• GIVEN RECORDS:
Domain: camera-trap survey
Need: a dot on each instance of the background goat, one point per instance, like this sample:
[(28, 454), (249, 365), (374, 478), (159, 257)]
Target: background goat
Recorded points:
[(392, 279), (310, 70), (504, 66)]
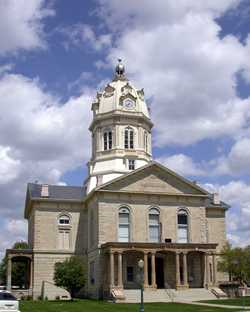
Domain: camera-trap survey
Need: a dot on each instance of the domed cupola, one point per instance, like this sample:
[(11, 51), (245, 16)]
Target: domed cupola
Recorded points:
[(121, 130)]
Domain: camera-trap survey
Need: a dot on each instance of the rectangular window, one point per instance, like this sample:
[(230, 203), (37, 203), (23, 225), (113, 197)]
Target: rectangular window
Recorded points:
[(131, 141), (64, 238), (92, 272), (130, 274), (182, 234), (110, 139), (123, 233), (131, 164), (126, 139), (105, 141), (154, 233)]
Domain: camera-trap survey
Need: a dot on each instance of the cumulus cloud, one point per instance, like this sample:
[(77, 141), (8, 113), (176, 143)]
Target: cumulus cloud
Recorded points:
[(237, 161), (237, 194), (182, 164), (40, 137), (9, 167), (14, 230), (83, 35), (176, 53)]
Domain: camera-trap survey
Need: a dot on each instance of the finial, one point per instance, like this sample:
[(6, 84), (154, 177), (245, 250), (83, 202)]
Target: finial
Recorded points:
[(120, 69)]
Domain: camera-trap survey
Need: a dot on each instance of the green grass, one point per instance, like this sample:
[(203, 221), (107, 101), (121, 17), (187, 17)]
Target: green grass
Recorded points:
[(101, 306), (235, 301)]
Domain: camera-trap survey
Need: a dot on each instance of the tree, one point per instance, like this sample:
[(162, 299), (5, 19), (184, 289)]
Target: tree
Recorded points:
[(18, 268), (71, 274)]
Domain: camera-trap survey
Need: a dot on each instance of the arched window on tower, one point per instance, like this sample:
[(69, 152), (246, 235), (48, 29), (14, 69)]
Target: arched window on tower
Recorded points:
[(129, 138), (124, 225), (64, 232), (146, 141), (182, 229), (154, 225), (107, 140)]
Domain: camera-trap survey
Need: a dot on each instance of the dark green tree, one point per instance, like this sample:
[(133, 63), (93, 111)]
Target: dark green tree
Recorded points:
[(71, 274), (236, 262), (19, 268)]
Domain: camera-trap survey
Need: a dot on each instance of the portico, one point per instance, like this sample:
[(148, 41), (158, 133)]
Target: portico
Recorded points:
[(170, 265)]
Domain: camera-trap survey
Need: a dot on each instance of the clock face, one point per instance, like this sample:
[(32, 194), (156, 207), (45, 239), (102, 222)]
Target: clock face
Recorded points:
[(129, 104)]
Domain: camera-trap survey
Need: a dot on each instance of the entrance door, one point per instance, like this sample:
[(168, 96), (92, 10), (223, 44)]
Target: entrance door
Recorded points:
[(159, 267)]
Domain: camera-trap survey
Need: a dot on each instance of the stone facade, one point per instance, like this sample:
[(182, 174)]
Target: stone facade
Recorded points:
[(122, 215)]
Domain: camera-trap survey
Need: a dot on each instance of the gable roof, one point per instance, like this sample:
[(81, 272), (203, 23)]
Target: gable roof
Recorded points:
[(63, 192), (157, 165)]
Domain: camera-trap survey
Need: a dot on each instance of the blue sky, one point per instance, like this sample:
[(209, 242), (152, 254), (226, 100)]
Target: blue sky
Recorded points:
[(192, 60)]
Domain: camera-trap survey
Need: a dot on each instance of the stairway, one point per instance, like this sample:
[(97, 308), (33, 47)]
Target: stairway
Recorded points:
[(194, 294), (134, 295)]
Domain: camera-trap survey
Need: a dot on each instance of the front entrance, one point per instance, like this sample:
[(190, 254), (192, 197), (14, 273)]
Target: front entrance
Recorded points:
[(159, 268)]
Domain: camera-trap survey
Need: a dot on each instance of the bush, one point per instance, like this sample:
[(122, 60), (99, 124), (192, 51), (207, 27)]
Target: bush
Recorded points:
[(71, 274)]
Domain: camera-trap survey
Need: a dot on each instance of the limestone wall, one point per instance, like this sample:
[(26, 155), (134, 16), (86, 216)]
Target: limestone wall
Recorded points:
[(46, 227), (43, 272), (139, 206)]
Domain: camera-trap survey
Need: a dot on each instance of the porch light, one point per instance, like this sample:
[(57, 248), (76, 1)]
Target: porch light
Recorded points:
[(141, 264)]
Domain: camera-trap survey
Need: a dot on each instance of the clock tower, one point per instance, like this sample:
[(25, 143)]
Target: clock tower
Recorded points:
[(121, 131)]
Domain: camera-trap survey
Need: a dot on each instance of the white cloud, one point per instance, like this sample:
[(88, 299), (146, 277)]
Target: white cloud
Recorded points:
[(15, 230), (237, 162), (21, 24), (9, 167), (41, 137), (83, 35), (236, 194), (182, 164)]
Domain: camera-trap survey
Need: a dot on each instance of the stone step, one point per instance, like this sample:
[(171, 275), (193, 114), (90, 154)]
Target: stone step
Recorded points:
[(167, 295)]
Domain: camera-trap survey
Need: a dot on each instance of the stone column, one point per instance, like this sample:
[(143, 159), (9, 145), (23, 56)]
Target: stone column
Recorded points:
[(120, 281), (145, 269), (205, 270), (214, 270), (153, 275), (185, 270), (112, 271), (9, 269), (177, 268)]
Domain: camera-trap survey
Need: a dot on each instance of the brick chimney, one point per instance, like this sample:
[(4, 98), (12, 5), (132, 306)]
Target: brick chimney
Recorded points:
[(216, 199)]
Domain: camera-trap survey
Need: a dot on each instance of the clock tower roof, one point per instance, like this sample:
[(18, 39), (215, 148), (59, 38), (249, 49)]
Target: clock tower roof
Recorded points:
[(120, 95)]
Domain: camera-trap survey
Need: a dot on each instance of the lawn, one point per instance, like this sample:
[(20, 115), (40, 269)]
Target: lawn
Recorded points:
[(96, 306), (235, 301)]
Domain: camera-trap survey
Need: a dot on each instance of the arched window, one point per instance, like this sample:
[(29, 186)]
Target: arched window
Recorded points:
[(154, 225), (182, 220), (124, 225), (64, 220), (107, 140), (129, 138), (64, 232)]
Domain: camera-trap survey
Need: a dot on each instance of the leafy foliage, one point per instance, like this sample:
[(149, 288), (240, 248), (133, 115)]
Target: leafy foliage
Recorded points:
[(71, 274), (236, 261)]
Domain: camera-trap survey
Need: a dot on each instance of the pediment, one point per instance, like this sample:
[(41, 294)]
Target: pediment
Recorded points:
[(154, 178)]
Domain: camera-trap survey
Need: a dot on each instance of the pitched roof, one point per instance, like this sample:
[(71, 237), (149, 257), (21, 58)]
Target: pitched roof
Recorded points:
[(167, 170), (59, 192)]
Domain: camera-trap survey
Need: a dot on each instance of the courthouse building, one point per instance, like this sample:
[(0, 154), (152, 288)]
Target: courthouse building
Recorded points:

• WHAT THE TASK REQUIRES:
Your task is to retype all the entries exactly and leave out any pictures.

• CORRECT ANSWER:
Domain: camera-trap survey
Need: a dot on each instance of the background goat, one point per instance, like this sample:
[(28, 454), (249, 365), (374, 478), (159, 257)]
Target: background goat
Recorded points:
[(392, 279), (310, 70), (504, 66)]
Domain: camera-trap survey
Need: a dot on each instance of the domed cupola, one point per instance, like this sample:
[(11, 51), (245, 16)]
Target: domed cupola
Recorded points:
[(121, 130)]
Domain: camera-trap survey
Need: a dot on each instance of the rectangular window, one point per instance, like this sample:
[(230, 203), (37, 203), (23, 225), (113, 197)]
Target: rectangular window
Recorded points:
[(131, 141), (64, 238), (92, 272), (130, 274), (182, 234), (110, 139), (123, 233), (131, 164), (126, 139), (105, 141), (154, 233)]
Domain: camera-trap survey
Need: a dot on each instance of the cumulus cloud, one point per instance, like this sample:
[(77, 141), (8, 113), (176, 143)]
Target: cumulus cloud
Recorded points:
[(237, 161), (237, 194), (182, 164), (40, 137), (9, 167), (14, 230), (83, 35), (176, 53)]
Domain: camera-trap survey
Need: a dot on each instance of the finial, one point per instance, like this sample:
[(6, 84), (154, 177), (245, 250), (83, 202)]
Target: finial
Recorded points:
[(120, 69)]
Domain: camera-trap survey
Need: a dot on each instance of the green grass, one point per instance, like this sample:
[(203, 221), (107, 101), (121, 17), (187, 17)]
Target: green grass
Recorded points:
[(101, 306), (235, 301)]
Domain: camera-trap survey
Need: a dot on each instance of the tree, one point per instance, like this sample:
[(162, 299), (5, 19), (184, 289)]
Target: tree
Recorded points:
[(18, 268), (71, 274)]
Domain: camera-trap survey
Need: a dot on each instance of the arched window on tower, one point per instance, like this sample:
[(69, 152), (246, 235), (48, 29), (14, 69)]
Target: arched window on tower
Recorded points:
[(129, 138), (124, 225), (64, 232), (146, 141), (182, 229), (154, 225), (107, 140)]
Domain: camera-trap survey
Need: a dot on each instance of the dark green tree, one point per instance, like this sample:
[(133, 63), (93, 111)]
Target: dark green tree
Recorded points:
[(71, 274), (236, 262), (19, 268)]
Domain: camera-trap survey
Need: a dot on each instance of the portico, one point per instance, like this sample:
[(148, 41), (158, 133)]
Target: portico
Recorded points:
[(170, 265)]
Domain: camera-trap survey
Need: a dot on each instance of the clock face, one point per instance, like this sample:
[(32, 194), (156, 207), (45, 239), (102, 222)]
Target: clock face
Recorded points:
[(129, 104)]
Domain: camera-trap survey
Need: a dot on each instance of the entrance door, one point per instance, like this sample:
[(168, 96), (92, 10), (223, 44)]
Target: entrance door
Recorded points:
[(159, 267)]
Domain: camera-trap survey
Need: a dot on each instance of the stone facade, one point per instance, like this sample:
[(182, 174)]
Target: stone facade
Recorded points:
[(122, 215)]
Domain: camera-trap survey
Need: a dot on each instance of the gable roof, one point per instance, like this sample:
[(81, 272), (203, 23)]
Target: gable roof
Recorded points:
[(63, 192), (157, 165)]
Domain: camera-trap survey
Need: a dot on each instance of the blue sky, one point per instance, like this sample:
[(209, 242), (152, 254), (226, 100)]
Target: blue sky
Recorded points:
[(192, 60)]
Domain: camera-trap survey
Need: a dot on each instance of the stairway, one point per instance, like this sample:
[(97, 308), (33, 47)]
Target: stairway
Recorded points:
[(194, 294), (134, 295)]
Domain: camera-trap survey
Need: a dot on each instance of the front entrance, one point per instance, like this sample:
[(190, 254), (192, 197), (14, 273)]
Target: front entrance
Recorded points:
[(159, 268)]
Domain: camera-trap survey
Need: a dot on each instance of the bush, one point per instance, like this sample:
[(122, 60), (99, 124), (192, 51), (207, 27)]
Target: bush
Recorded points:
[(71, 274)]
Domain: camera-trap survey
Need: a dot on each instance of the limestone wall, one point per instance, like this sample:
[(26, 155), (134, 16), (86, 216)]
Target: limestone wall
Recorded points:
[(46, 227), (43, 272), (139, 206)]
Domain: camera-trap survey
Need: a dot on each instance of the porch light, one point per instance, like this sample:
[(57, 248), (76, 1)]
Target: porch light
Recorded points:
[(141, 264)]
Domain: camera-trap survey
Need: a dot on each instance of the clock tower, one point per instance, like this sample:
[(25, 143)]
Target: clock tower
Recorded points:
[(121, 131)]
Domain: camera-trap survey
Need: a dot on each instance of the white cloud, one point per instance, like this sample:
[(88, 299), (146, 277)]
Target: white cloud
Recorded points:
[(15, 230), (237, 162), (21, 24), (9, 167), (41, 137), (83, 35), (236, 194), (182, 164)]
Domain: camera-trap survey
Need: a dot on each instance of the stone step, one point per instance, like this sample:
[(171, 275), (193, 114), (90, 154)]
Target: stone step
Recorded points:
[(167, 295)]
Domain: camera-trap survey
Need: a dot on each instance of the stone column, one point per instance, like this sample:
[(143, 159), (9, 145), (23, 56)]
Target: stone column
Recorded points:
[(120, 281), (145, 269), (205, 270), (214, 270), (153, 275), (185, 270), (112, 271), (9, 269), (177, 268)]
Domain: camera-trap survey
Need: a dot on each instance of the brick chimney, one point per instance, like this sample:
[(4, 98), (12, 5), (132, 306)]
Target: brick chimney
Recorded points:
[(216, 199)]
Domain: camera-trap survey
Need: a dot on each instance of the clock tower roof, one point per instance, like this sample:
[(18, 39), (215, 148), (59, 38), (249, 49)]
Target: clock tower roof
Recorded points:
[(120, 95)]
Domain: camera-trap survey
Need: a dot on each instance of the lawn, one point per instance, like this sample:
[(20, 115), (40, 269)]
Target: lawn
Recorded points:
[(96, 306), (235, 301)]
Domain: camera-trap survey
Need: a dot on each instance of the arched window, one point per instance, like this sample:
[(29, 186)]
Target: arched window
Recorded points:
[(154, 225), (182, 220), (124, 225), (64, 220), (107, 140), (129, 138), (64, 232)]
Domain: camera-trap survey
Need: a dot on each instance of the leafy foliage, one point per instance, like this sample:
[(149, 288), (240, 248), (133, 115)]
Target: leafy foliage
Recorded points:
[(71, 274), (236, 261)]
Domain: camera-trap survey
Need: a dot on each instance of the pediment, one point per instance, like this sample:
[(41, 294)]
Target: pediment
Recorded points:
[(154, 178)]
Domain: camera-trap survey
Need: a dot on each instance of the pitched roof, one point per instance, like this sample:
[(71, 237), (149, 257), (21, 58)]
Target: pitched roof
Recorded points:
[(167, 170), (59, 192)]
Domain: camera-trap survey
Need: a dot on each instance of the courthouse building, one point per instance, like this sample:
[(0, 154), (152, 288)]
Target: courthouse building
Recorded points:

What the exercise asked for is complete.